» Document text:
────────────────
Former minister Yeo Bee Yin has called on the government to pay extra attention to the conditions facing pregnant women who take part in the National Covid-19 Immunisation Programme.
The Bakri MP, who herself is 17 weeks pregnant and just received her first vaccine dose on Sunday, wanted the government to gather clinical data for pregnant women from different brands of vaccines under the country’s procurement plan.
"Not every vaccine is created equal; they should scrutinise them and make sure that the vaccines being administered to the pregnant women population are safe for pregnancy."
In Malaysia, most of the pregnant women are in phase three of the vaccination programme (younger population), but the type of vaccines being administered to them is still yet to be determined.
"The decision must be made based on sufficient data on pregnant women. The government should also decide at which stage of pregnancy the women should be vaccinated if she decides to be vaccinated.
"As of now, most of them will be scheduled to be vaccinated according to the age group with no consideration of the timing and stage of pregnancy," Yeo (above) said in a statement.
She said last Sunday afternoon, she had her first dose of vaccine in Dewan Maharani, Muar, according to the government’s plan for MPs to get vaccinated in the first phase.
────────────────
» Point-per-instance localization data:
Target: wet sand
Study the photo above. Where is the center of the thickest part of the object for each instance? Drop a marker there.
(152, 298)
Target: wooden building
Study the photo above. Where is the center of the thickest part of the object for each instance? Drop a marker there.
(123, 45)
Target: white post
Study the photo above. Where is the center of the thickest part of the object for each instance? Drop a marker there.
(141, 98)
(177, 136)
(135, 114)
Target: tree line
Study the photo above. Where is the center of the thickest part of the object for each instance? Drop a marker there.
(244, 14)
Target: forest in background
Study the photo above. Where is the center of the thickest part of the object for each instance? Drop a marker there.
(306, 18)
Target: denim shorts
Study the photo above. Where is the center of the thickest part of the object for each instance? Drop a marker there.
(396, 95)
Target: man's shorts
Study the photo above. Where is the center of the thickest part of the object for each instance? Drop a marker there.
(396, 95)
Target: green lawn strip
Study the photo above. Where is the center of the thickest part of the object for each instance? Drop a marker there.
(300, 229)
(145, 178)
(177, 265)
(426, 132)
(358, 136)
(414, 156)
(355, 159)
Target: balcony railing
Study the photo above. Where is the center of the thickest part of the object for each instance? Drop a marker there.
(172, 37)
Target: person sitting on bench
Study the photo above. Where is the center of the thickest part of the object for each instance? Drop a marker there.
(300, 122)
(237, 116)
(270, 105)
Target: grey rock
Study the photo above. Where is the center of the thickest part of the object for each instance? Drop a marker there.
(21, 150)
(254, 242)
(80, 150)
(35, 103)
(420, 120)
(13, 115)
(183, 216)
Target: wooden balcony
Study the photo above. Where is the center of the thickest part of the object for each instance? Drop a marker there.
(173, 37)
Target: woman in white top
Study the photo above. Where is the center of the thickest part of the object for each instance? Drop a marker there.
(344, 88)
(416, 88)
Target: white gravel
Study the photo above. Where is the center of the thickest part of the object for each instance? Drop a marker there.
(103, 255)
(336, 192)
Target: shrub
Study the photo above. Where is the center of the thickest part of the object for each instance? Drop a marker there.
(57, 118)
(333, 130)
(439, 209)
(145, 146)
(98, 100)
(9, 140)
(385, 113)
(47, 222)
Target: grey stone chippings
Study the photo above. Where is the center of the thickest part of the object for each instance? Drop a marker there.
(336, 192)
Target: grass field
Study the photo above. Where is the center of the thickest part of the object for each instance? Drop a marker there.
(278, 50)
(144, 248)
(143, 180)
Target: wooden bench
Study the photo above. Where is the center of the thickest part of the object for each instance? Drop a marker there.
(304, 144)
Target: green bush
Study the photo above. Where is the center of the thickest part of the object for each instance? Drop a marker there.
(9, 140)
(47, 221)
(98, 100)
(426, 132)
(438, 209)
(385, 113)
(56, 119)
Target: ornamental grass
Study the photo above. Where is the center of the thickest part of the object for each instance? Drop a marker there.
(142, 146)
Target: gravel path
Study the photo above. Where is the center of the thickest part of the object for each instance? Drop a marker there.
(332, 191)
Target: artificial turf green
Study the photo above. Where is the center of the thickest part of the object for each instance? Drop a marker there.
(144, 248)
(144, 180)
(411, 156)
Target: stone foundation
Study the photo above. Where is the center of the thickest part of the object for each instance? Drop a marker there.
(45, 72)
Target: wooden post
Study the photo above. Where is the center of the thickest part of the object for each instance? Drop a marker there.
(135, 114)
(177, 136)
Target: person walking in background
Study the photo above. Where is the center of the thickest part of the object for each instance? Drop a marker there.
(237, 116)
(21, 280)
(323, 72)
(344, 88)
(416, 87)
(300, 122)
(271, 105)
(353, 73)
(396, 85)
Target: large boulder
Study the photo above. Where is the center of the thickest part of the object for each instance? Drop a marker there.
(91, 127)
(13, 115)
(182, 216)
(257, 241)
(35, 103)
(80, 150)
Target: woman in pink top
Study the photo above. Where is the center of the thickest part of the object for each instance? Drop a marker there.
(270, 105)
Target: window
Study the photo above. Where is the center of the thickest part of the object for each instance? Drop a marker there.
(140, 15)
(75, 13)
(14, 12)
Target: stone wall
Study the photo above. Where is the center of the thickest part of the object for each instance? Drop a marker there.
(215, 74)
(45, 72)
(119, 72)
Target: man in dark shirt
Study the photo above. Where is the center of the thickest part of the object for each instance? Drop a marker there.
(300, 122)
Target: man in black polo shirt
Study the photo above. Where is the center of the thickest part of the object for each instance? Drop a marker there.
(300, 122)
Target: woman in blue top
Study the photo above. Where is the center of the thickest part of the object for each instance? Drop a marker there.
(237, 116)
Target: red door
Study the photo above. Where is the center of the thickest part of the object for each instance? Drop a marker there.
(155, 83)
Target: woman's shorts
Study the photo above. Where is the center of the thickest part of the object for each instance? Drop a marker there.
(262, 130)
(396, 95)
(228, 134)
────────────────
» Exercise:
Print the portion of the article on Yeo Bee Yin's call about vaccinating pregnant women between "In Malaysia, most" and "to be determined.", inclusive. Rely only on the article for what comes next.

» Solution:
In Malaysia, most of the pregnant women are in phase three of the vaccination programme (younger population), but the type of vaccines being administered to them is still yet to be determined.